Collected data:
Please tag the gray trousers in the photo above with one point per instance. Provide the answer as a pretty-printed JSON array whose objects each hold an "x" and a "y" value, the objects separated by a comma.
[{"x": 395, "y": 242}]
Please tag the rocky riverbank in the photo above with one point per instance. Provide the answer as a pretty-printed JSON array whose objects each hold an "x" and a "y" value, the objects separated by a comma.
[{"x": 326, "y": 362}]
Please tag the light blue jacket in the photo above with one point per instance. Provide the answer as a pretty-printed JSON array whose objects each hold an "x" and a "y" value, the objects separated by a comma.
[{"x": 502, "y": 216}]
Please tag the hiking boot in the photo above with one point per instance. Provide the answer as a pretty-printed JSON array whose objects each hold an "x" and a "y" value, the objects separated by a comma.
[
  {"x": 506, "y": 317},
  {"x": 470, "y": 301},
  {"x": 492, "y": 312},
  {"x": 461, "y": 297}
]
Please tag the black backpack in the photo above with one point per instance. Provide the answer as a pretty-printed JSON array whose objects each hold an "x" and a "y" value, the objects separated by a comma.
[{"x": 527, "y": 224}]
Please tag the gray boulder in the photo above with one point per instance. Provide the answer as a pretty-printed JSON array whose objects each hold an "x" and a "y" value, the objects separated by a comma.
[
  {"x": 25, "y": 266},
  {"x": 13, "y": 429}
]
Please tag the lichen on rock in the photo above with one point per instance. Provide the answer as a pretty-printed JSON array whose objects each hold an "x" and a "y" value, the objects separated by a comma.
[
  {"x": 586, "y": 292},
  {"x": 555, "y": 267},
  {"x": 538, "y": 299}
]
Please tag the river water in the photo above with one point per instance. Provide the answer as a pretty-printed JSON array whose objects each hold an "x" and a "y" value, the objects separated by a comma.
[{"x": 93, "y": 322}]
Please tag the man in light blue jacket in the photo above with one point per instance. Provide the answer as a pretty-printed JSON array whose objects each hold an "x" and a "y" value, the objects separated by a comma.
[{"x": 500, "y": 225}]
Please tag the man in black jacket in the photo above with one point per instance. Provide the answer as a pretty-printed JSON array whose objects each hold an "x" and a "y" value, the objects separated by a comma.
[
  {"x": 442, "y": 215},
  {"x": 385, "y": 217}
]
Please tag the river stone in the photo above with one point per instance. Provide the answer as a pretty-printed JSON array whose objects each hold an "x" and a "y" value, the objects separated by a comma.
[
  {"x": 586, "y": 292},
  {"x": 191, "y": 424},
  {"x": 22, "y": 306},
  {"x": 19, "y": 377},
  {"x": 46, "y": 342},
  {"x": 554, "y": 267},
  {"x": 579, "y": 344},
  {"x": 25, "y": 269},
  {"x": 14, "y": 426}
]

• [What the task asks] Can you put every line of the listing above into a JSON list of strings, one string per line, with blank lines left out?

• [Answer to this task]
[
  "Please tag the gray trousers in the photo above with one point per instance. Provide the answer as a pretty-printed JSON array whose objects each hold an \"x\" and a \"y\" value, the objects separated by a comma.",
  "[{\"x\": 395, \"y\": 242}]",
  "Please tag the rocky riverbank in the photo above with one point per instance. Provide the answer as a pretty-printed JSON array whose objects each hold an \"x\" and a \"y\" value, the objects separated by a comma.",
  "[{\"x\": 326, \"y\": 362}]",
  "Please tag the light blue jacket in the photo above with one point per instance. Provide the answer as a pretty-printed JSON array whose objects each hold an \"x\" and a \"y\" value, the objects separated by a comma.",
  "[{\"x\": 502, \"y\": 216}]",
  "Please tag the hiking boot in the photo above with one point per instance. Provide the answer as a pretty-printed JSON array whose objects each hold an \"x\" and a \"y\" value, the objects separated by a comma.",
  "[",
  "  {\"x\": 506, \"y\": 317},",
  "  {\"x\": 470, \"y\": 301},",
  "  {\"x\": 492, \"y\": 312},",
  "  {\"x\": 461, \"y\": 297}",
  "]",
  "Please tag the black backpack in the photo above with one point per instance. Provide the answer as a pretty-printed JSON array whose objects each hold an \"x\" and a \"y\" value, the objects separated by a comma.",
  "[{\"x\": 527, \"y\": 224}]",
  "Please tag the gray boulder in the photo above with one point per instance. Provide the answer as a pretty-printed JSON array whose objects each hold an \"x\" and a \"y\" value, the objects separated by a comma.",
  "[",
  "  {\"x\": 25, \"y\": 266},",
  "  {\"x\": 13, \"y\": 429}",
  "]",
  "Please tag the lichen on rock in the photo above with one point per instance. Provide the answer as a pretty-printed JSON array whose objects each hold an \"x\" and a \"y\" value, the objects separated by a comma.",
  "[",
  "  {\"x\": 586, \"y\": 292},",
  "  {\"x\": 555, \"y\": 267},",
  "  {\"x\": 538, \"y\": 299}",
  "]",
  "Please tag the river water in the photo above with one point per instance. Provide the answer as a pretty-printed JSON array whose objects each hold an \"x\" and a \"y\" value, the objects separated by a comma.",
  "[{\"x\": 93, \"y\": 322}]",
  "Please tag the man in light blue jacket in the photo above with one point per instance. Provide the answer as a pretty-printed JSON array whose objects each hold an \"x\" and a \"y\" value, the objects separated by a comma.",
  "[{\"x\": 500, \"y\": 225}]",
  "Please tag the man in black jacket in the photo above with one point per instance. Provide the answer as a pretty-printed JSON array whose objects each hold an \"x\" and a \"y\" value, the objects separated by a comma.",
  "[",
  "  {\"x\": 442, \"y\": 215},",
  "  {\"x\": 385, \"y\": 217}",
  "]",
  "Please tag the river stone in the photo above with one point per instance. Provide the answer as a pretty-printed JSON array whose objects each hold an \"x\" and a \"y\" value, the objects separated by a comma.",
  "[",
  "  {\"x\": 586, \"y\": 292},",
  "  {\"x\": 191, \"y\": 424},",
  "  {\"x\": 22, \"y\": 306},",
  "  {\"x\": 19, \"y\": 377},",
  "  {\"x\": 46, \"y\": 342},",
  "  {\"x\": 554, \"y\": 267},",
  "  {\"x\": 579, \"y\": 344},",
  "  {\"x\": 25, \"y\": 269},",
  "  {\"x\": 14, \"y\": 426}",
  "]"
]